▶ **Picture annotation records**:
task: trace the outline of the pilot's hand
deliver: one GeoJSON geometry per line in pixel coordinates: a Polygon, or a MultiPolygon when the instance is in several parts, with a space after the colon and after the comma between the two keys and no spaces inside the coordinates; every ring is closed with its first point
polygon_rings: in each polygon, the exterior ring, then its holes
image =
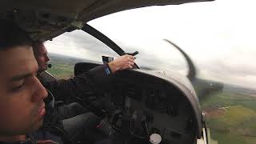
{"type": "Polygon", "coordinates": [[[58,142],[51,140],[38,141],[38,144],[57,144],[58,142]]]}
{"type": "Polygon", "coordinates": [[[110,62],[109,66],[111,69],[111,71],[115,73],[118,70],[133,68],[134,66],[134,60],[135,58],[134,56],[125,54],[110,62]]]}

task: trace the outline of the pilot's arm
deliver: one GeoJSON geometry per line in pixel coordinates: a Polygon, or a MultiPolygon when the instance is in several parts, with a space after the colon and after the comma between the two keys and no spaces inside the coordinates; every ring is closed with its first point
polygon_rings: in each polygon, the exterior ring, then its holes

▶ **WHAT IS BEING ASKED**: Format every line of the data above as a JSON list of strings, one string per line, skipping blank lines. Leave out the images.

▶ **SOLVED PROBLEM**:
[
  "task: trace the outline of the pilot's hand",
  "deliver: one GeoJSON geometry per line in pixel coordinates: a Polygon, or a MultiPolygon when the instance is in several parts, with a space after the colon and after the comma between the two keys and no spaces inside the coordinates; every ring is closed with its first point",
  "polygon_rings: in each polygon, the exterior ring, then its holes",
  "image =",
  "{\"type\": \"Polygon\", \"coordinates\": [[[58,142],[51,140],[38,141],[38,144],[57,144],[58,142]]]}",
  "{\"type\": \"Polygon\", \"coordinates\": [[[110,62],[109,66],[111,69],[111,71],[115,73],[118,70],[133,68],[134,66],[134,60],[135,58],[134,56],[125,54],[110,62]]]}",
  "task: trace the outline of the pilot's arm",
  "deliver: one GeoJSON geometry per line in pixel coordinates: a Polygon, or a MultiPolygon when the instance is in several parts, with a space after the colon and after the comma between the two keys and no spaces inside the coordinates; every ring is closed with its first point",
  "polygon_rings: in each polygon, the exterior ring, then its holes"
]